Given request 1:
Name every person mentioned in the article on the UCI presidency below.

:: Text section

Pat McQuaid has steered the UCI since 2006, but has come under fire for, among other things, the governing body’s reaction to the Lance Armstrong scandal, and its attempt to take control of the investigation from the U.S. Anti-Doping Agency.
The challenger, British Cycling leader Brian Cookson, said it was time to restore “credibility” to cycling, and that he was the man to do it after piloting Great Britain’s program from the financial basement to riches of Olympic medals, thanks to Bradley Wiggins and Chris Hoy.
McQuaid, however, would disagree. In a letter dated June 3, 2013, and sent via e-mail to national cycling federations, McQuaid attacked those looking for change at the sport’s very top, labeling them as “a small group of activists” who would stop at nothing to derail his reelection as UCI president.
“Their agenda is narrow and negative. They have nothing positive or constructive to offer in discussions about cycling’s future. I am grateful to Swiss Cycling for their nomination, as well as to the Board of Cycling Ireland for their endorsement of my nomination, which was only withdrawn for a procedural technicality,” McQuaid wrote. “Second, over the past few weeks, I have received a number of veiled threats whose clear intention has been to try to force me to withdraw my candidacy. You can be sure, however, that I will not be intimidated by people who have no interest in transparent democracy, either now or in the future.”
The letter carried an attacking tenor throughout, and offers a glimpse of the backdoor struggle to maintain power in a sport that is constantly trying to molt its scandalous skin. Australian apparel company Skins, owned by McQuaid critic Jaimie Fuller, published the letter. In it, McQuaid sought to create doubt around the Cookson candidacy through various means.
McQuaid wrote that Cookson’s entrance into the fray would no doubt please those “activists” opposed to his tenure, and also that he found Cookson’s desire to be UCI president “an odd one for a number of different reasons,” notably because Cookson had previously said he would not run for the top UCI post, both in an interview and in a letter to McQuaid himself.
McQuaid’s letter accuses a former UCI Management Committee member of organizing opposition against him and of manipulating cycling-related elections, and even alleges a ProTeam team owner, Katusha’s Igor Makarov, of engaging in “underhanded” activities to prompt a candidate to run for UCI leadership who may not have done so otherwise. McQuaid also expressed concern over a donation made by Makarov’s company to the European Cycling Union prior to elections.

::::
:: Exercise input

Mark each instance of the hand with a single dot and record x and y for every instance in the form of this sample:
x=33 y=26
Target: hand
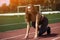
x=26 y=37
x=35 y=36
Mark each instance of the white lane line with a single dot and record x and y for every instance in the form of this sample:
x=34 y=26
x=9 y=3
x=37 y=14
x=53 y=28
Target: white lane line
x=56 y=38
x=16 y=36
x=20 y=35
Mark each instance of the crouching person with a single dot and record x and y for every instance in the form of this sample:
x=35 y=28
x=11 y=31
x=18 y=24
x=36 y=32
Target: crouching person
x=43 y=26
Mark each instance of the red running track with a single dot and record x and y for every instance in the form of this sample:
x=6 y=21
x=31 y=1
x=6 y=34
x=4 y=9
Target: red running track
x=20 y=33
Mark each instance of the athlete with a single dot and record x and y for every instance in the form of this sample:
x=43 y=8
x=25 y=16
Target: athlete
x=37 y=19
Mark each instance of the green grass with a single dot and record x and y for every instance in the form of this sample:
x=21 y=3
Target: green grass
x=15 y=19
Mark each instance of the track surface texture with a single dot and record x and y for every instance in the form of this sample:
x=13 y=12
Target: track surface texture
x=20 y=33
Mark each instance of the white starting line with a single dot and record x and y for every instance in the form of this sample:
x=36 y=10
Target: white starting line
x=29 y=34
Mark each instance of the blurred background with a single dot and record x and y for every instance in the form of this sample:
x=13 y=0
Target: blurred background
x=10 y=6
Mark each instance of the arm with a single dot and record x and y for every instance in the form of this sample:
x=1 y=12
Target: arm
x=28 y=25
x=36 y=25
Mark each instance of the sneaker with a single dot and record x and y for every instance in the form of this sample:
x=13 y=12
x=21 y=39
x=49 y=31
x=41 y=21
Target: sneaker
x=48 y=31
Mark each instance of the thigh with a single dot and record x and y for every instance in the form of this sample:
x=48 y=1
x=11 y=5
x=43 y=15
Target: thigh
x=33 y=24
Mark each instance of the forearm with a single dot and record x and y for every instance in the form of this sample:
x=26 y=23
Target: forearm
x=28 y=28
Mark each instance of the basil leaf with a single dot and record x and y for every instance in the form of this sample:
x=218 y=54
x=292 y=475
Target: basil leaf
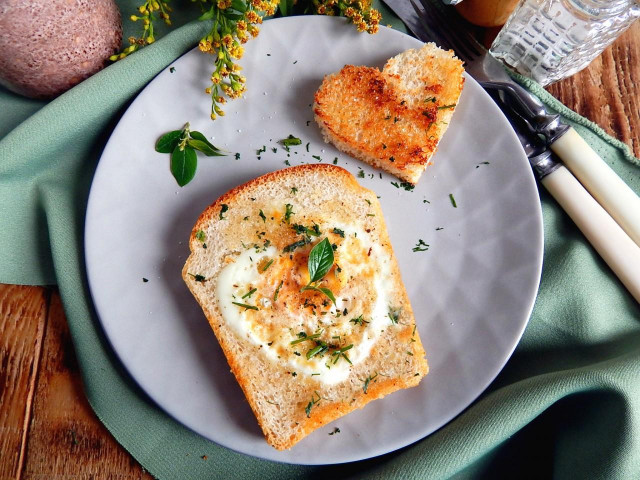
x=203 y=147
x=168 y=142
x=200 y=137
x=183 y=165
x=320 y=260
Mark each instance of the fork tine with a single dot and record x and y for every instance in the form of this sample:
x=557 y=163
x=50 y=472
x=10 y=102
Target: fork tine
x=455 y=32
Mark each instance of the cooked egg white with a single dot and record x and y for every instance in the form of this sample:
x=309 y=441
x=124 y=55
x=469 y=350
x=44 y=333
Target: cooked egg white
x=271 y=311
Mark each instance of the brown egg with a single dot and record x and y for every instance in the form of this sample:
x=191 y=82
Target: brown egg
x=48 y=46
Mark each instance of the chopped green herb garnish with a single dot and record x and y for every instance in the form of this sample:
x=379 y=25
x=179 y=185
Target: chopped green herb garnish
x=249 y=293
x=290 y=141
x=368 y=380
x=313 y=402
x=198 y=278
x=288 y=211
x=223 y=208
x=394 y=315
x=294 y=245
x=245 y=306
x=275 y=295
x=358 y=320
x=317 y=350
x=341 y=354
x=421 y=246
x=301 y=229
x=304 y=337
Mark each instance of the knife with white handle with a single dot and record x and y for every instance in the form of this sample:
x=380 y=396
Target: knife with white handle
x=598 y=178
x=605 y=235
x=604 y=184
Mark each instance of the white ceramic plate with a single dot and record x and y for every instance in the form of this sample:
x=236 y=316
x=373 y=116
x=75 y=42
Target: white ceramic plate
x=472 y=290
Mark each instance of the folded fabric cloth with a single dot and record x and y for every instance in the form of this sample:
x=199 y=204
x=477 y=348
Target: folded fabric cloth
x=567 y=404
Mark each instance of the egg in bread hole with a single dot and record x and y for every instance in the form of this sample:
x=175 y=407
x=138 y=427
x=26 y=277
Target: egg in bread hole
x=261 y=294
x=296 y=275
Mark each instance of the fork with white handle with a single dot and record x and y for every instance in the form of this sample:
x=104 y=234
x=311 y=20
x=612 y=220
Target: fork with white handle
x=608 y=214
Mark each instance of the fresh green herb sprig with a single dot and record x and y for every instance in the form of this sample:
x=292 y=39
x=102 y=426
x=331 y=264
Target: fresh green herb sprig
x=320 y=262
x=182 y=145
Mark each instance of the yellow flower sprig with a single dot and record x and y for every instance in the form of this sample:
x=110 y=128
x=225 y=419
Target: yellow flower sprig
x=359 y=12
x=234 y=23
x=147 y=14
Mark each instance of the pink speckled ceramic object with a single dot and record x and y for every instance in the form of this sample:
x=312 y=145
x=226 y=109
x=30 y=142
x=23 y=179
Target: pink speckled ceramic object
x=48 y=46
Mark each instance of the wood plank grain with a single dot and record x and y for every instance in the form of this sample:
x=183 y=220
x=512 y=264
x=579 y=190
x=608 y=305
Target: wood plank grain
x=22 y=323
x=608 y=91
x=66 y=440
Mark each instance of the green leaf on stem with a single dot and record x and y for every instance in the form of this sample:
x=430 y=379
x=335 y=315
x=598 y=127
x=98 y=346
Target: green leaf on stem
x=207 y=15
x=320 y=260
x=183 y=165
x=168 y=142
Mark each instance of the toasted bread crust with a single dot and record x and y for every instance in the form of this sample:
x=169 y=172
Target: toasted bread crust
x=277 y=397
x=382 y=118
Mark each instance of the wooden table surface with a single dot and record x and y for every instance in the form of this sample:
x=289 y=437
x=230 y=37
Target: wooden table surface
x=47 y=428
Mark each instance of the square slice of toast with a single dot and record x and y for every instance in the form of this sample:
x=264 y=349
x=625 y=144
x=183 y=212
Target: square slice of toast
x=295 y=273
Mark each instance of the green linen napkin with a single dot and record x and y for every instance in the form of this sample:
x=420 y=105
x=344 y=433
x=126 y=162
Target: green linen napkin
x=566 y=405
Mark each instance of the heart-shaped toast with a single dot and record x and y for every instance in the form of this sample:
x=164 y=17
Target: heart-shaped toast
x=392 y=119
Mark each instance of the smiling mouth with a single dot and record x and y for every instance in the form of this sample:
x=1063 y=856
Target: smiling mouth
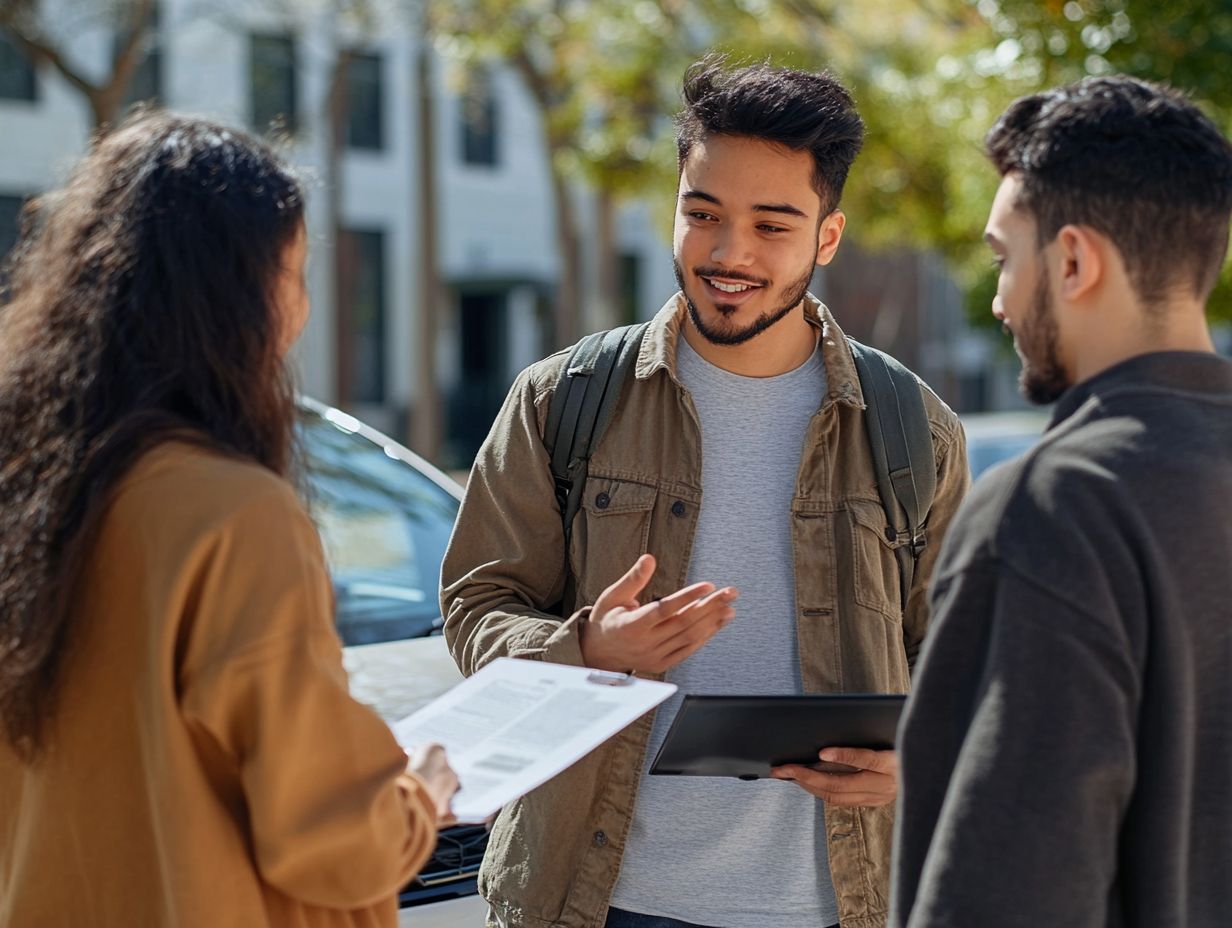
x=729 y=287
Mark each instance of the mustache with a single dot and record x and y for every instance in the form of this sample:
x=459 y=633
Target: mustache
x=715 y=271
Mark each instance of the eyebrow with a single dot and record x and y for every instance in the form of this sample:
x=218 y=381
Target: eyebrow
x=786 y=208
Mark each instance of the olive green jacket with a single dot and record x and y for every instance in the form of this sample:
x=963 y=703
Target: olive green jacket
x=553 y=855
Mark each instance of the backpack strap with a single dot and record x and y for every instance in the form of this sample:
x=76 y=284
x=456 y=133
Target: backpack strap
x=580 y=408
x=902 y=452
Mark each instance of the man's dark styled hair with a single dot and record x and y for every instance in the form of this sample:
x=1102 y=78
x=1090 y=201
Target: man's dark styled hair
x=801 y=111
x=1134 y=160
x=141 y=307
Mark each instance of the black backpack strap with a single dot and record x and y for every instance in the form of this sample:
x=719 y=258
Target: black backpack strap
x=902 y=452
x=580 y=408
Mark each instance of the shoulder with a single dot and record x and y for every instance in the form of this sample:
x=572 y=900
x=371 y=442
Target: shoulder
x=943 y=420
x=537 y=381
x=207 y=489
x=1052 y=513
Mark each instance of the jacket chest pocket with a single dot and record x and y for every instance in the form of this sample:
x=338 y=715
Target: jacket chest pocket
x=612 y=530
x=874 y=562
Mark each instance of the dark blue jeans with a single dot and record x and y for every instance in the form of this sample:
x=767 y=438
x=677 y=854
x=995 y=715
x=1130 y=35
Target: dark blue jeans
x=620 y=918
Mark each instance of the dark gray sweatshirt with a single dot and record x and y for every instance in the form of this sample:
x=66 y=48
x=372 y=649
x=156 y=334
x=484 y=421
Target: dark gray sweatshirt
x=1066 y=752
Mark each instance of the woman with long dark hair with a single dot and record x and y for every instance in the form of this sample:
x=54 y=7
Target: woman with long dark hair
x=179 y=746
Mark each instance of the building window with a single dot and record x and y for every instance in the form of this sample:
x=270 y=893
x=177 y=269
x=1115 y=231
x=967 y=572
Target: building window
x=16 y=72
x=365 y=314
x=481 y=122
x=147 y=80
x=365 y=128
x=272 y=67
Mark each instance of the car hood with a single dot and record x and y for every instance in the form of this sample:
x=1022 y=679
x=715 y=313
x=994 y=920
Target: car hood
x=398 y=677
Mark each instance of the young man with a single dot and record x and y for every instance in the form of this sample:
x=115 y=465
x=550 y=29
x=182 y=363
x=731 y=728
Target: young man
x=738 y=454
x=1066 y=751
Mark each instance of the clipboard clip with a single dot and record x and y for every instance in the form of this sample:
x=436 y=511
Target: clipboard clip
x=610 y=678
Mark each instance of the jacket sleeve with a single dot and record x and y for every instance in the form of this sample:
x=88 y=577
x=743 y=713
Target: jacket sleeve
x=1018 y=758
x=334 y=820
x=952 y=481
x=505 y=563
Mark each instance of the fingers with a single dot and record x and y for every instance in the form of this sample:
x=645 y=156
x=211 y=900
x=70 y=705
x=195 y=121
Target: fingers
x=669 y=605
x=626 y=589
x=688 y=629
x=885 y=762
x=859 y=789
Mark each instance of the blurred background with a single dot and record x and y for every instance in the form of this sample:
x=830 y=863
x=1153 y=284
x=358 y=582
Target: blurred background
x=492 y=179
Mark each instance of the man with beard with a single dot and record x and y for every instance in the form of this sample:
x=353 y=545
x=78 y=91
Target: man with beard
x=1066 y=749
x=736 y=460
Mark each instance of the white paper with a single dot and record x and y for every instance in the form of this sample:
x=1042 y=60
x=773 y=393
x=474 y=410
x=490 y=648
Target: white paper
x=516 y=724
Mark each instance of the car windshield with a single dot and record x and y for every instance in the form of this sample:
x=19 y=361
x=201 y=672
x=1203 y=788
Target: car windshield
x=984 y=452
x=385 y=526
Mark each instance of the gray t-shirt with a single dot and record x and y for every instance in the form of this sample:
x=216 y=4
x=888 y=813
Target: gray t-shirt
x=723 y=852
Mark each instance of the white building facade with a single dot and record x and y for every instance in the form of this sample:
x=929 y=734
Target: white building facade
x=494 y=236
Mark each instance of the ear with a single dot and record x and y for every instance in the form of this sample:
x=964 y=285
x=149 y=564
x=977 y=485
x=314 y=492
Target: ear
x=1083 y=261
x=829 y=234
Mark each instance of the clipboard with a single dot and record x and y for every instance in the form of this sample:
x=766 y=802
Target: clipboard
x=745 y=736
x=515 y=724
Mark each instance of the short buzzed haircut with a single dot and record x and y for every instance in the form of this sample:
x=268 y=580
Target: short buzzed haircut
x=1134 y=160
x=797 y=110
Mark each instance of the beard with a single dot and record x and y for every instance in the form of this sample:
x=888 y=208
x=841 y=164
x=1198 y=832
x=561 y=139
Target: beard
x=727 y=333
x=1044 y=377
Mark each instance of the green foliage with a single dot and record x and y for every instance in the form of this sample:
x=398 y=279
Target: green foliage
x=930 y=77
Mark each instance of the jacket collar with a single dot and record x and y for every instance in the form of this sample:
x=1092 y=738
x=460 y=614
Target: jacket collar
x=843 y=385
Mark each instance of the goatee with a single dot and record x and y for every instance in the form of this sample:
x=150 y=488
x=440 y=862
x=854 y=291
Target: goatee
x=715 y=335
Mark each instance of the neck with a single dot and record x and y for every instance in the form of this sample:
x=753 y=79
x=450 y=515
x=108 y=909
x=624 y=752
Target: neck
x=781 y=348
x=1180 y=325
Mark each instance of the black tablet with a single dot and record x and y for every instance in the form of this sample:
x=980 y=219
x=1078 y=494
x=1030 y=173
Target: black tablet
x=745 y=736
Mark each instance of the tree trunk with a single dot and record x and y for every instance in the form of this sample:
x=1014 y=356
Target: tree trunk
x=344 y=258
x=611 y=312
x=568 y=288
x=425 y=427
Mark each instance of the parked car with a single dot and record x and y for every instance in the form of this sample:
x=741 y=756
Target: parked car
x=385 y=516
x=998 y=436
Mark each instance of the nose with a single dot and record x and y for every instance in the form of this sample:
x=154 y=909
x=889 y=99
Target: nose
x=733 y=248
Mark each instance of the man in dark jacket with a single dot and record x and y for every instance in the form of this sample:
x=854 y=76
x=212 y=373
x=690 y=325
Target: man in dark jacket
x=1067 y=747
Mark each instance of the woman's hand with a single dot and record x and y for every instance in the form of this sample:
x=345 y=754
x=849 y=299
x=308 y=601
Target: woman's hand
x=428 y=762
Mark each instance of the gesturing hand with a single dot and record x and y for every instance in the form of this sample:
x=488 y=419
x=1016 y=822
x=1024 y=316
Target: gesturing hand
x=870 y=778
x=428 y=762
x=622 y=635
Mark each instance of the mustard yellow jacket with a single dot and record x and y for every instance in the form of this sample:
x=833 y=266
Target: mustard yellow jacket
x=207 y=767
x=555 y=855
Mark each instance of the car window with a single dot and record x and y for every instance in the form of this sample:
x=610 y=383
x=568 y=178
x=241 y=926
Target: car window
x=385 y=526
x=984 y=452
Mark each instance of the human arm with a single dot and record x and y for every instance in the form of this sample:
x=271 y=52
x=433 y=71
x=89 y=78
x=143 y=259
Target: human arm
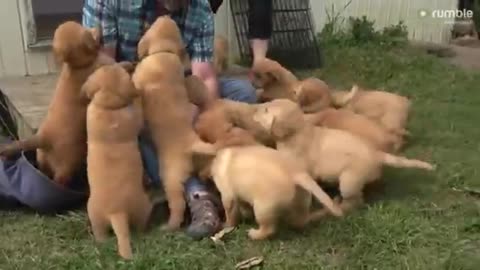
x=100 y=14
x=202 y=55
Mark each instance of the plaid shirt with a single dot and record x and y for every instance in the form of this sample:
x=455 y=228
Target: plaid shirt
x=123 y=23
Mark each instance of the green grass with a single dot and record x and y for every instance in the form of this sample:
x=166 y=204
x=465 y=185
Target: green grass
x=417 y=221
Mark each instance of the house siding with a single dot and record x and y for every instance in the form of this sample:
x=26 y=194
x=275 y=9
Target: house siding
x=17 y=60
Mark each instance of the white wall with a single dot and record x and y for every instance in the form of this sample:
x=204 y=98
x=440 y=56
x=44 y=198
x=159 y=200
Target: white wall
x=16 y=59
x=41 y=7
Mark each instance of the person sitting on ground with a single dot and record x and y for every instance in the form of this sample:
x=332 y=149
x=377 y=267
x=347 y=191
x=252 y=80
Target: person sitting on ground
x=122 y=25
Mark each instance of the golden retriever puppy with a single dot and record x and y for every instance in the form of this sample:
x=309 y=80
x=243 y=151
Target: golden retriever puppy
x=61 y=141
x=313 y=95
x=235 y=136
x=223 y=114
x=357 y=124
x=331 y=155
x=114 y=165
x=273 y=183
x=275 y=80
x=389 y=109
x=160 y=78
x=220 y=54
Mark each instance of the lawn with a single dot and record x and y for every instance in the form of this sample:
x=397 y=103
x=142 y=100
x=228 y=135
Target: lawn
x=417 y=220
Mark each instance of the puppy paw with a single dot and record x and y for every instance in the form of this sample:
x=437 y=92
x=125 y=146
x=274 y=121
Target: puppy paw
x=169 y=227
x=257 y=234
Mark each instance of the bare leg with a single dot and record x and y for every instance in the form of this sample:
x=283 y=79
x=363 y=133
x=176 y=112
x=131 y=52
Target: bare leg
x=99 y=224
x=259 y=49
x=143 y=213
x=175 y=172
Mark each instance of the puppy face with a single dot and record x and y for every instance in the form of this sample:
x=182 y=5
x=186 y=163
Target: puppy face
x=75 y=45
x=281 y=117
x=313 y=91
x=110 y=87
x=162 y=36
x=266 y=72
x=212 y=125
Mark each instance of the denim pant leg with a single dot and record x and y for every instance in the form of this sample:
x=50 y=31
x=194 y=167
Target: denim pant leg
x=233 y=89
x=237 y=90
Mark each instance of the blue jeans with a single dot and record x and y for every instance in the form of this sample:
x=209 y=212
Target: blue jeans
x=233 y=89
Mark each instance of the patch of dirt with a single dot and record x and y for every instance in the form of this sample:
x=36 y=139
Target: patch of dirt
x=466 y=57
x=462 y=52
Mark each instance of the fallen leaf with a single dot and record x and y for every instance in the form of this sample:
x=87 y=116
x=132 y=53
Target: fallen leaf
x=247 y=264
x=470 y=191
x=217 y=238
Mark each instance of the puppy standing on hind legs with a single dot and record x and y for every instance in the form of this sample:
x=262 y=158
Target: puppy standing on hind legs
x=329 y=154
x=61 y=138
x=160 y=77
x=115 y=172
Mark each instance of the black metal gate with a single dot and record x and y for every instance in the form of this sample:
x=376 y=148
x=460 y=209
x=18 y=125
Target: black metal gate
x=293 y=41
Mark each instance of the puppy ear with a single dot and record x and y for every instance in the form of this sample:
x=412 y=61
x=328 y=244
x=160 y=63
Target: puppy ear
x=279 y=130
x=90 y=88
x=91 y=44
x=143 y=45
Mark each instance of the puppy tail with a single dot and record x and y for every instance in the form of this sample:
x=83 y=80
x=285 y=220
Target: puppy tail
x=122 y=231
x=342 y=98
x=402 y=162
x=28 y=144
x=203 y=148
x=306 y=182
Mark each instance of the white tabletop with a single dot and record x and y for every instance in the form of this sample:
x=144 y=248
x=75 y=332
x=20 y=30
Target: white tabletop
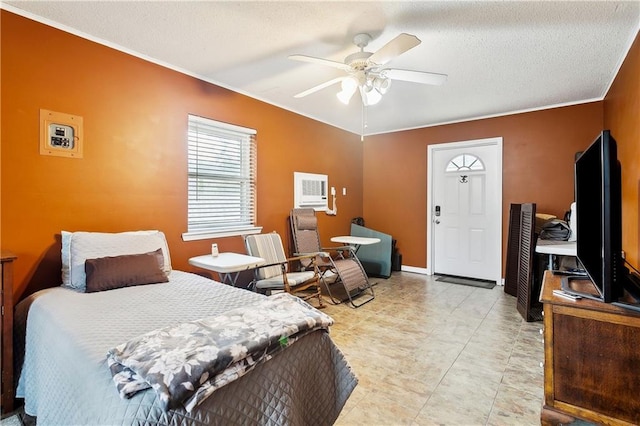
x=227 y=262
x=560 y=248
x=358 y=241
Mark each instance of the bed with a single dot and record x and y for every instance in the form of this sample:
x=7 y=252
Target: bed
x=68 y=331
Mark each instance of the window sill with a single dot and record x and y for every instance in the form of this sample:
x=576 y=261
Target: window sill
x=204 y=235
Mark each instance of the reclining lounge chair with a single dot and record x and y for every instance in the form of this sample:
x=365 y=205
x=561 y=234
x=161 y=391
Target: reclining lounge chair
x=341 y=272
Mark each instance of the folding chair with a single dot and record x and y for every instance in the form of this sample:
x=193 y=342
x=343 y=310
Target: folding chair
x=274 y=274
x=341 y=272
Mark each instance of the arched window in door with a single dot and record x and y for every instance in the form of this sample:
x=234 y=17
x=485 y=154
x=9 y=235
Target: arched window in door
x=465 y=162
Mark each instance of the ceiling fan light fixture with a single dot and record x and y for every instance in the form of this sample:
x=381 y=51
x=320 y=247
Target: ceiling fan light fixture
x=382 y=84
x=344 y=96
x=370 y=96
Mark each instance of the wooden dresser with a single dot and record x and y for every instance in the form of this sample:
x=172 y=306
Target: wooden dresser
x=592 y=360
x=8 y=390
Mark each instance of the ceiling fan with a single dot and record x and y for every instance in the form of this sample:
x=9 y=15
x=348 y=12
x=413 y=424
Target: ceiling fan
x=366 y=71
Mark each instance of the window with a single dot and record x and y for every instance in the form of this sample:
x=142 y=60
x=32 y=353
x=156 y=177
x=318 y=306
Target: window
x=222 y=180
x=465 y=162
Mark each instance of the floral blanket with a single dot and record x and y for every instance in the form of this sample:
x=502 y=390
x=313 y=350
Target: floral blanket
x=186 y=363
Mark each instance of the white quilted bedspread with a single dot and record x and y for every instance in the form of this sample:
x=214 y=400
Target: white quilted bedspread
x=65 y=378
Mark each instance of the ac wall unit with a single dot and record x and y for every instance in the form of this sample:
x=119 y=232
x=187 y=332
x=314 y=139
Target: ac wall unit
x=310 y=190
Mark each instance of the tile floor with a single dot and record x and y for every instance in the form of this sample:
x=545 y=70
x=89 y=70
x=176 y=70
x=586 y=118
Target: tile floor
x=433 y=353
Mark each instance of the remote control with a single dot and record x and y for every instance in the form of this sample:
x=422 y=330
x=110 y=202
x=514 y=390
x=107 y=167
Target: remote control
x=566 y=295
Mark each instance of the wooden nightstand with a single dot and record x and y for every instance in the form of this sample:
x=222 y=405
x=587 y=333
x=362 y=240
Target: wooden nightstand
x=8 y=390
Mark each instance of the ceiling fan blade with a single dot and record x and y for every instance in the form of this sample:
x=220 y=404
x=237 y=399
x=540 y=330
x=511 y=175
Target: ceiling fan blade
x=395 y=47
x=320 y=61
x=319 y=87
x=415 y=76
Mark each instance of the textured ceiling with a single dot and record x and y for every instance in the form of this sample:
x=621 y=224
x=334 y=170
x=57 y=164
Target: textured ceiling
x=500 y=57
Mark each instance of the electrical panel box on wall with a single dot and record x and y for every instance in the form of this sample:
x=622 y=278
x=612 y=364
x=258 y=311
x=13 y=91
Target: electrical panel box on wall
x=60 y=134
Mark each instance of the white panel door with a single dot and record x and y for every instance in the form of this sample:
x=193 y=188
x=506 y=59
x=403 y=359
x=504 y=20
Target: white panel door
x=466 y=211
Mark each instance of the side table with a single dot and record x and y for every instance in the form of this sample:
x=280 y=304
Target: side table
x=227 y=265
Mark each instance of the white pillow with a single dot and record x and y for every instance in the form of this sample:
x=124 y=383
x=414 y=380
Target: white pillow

::::

Given request 2:
Write out the rows as a numbered list, from the row containing "Mark each instance of the young" down to the row containing "x=492 y=179", leaving out blank lines.

Task output 1:
Pat McQuaid
Lance Armstrong
Brian Cookson
Bradley Wiggins
Chris Hoy
Jaimie Fuller
Igor Makarov

Task output 2:
1. Mark each instance of the young man with a single dot and record x and y for every instance in the form of this sample:
2. x=115 y=465
3. x=550 y=29
4. x=182 y=363
5. x=731 y=728
6. Target: young man
7. x=738 y=454
8. x=1066 y=751
9. Mark each instance of the clipboard clip with a single dot and record x and y for every instance in the form of this sample:
10. x=436 y=511
11. Target: clipboard clip
12. x=610 y=678
13. Mark each instance of the jacket sleeve with a single dot and record x and y for every instance in the form of this sample:
14. x=88 y=577
15. x=743 y=713
16. Target: jacket sleeve
17. x=1018 y=758
18. x=334 y=820
19. x=952 y=481
20. x=505 y=563
21. Mark each instance of the fingers with a single dot and record x and y for every instance in the form of this sample:
22. x=645 y=156
23. x=211 y=900
24. x=70 y=705
25. x=195 y=121
26. Target: fingers
27. x=669 y=605
28. x=626 y=589
29. x=688 y=629
30. x=885 y=762
31. x=859 y=789
32. Mark each instance of the blurred background with a single dot and record x and y for every instance in the form of this sample:
33. x=830 y=863
34. x=1153 y=284
35. x=358 y=582
36. Target: blurred background
37. x=492 y=179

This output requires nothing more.